Извлечённый текст:
/---
Оставив эти указания, я перехожу от них к соседней группе, помогаю там минут пятнадцать, а потом, как бы вконец измучен­ный, ковыляю по направлению к лагерю. Сердце бешено колотит­ся у меня в груди. Ну что ж, дело начато. Меня немного беспокоит, что нас будет трое, а не двое, как я планировал. Однако здесь ничего не поделаешь: я сразу понял, что Эрих не согласится бе­жать, оставив своего партнера. Как потом оказалось, присутствие Альберта оказалось для нас большой удачей: без его способности мгновенно ориентироваться в окружающей обстановке нам вряд ли удалось бы добраться до Восточной Пруссии. От его тренированных глаз пехотинца не ускользало ничто, что могло бы представлять опасность или наоборот, и это сослужило нам хорошую службу.

Мое решительное: «Уходить сегодня же!» заставляет меня поло­мать голову. Внимательное наблюдение показывает, что по пери­метру участка, на котором мы работаем, патрулирует восемь часо­вых. Не мозоля глаза, они тем не менее исправно несут свою служ­бу. Хотя сектора, которые они патрулируют, слегка накладываются друг на друга, часовые, встречаясь, не вступают в разговоры, лишь изредка перекидываясь парой слов.
\---
Задание:
Ответьте кратко на вопросы по отрывку о побеге.
(а) Сколько человек будут бежать и сколько планировалось изначально?
(б) До какой местности удалось добраться благодаря Альберту?
(в) Сколько часовых патрулирует по периметру рабочего участка?

Исходные данные:
/---
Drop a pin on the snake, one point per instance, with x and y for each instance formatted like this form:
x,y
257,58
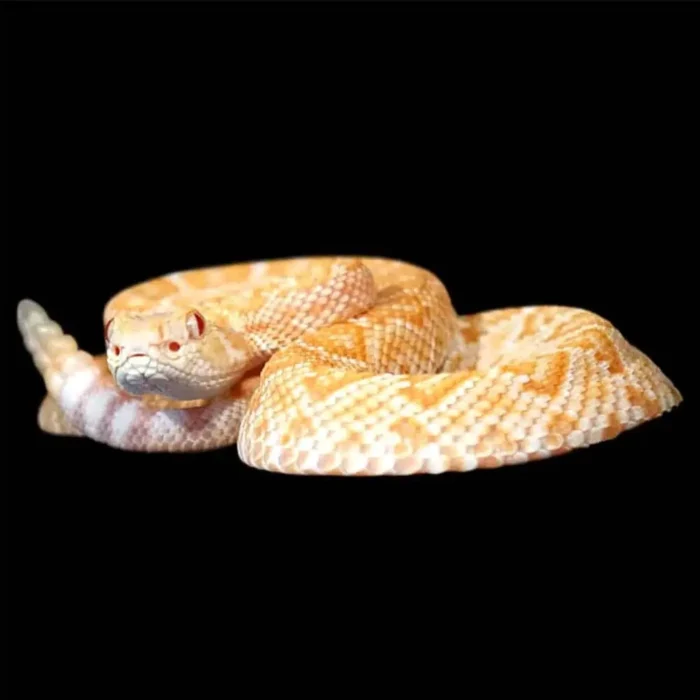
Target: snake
\---
Выполненное задание:
(а) Бежать будут трое, хотя планировалось двое.
(б) До Восточной Пруссии.
(в) Восемь.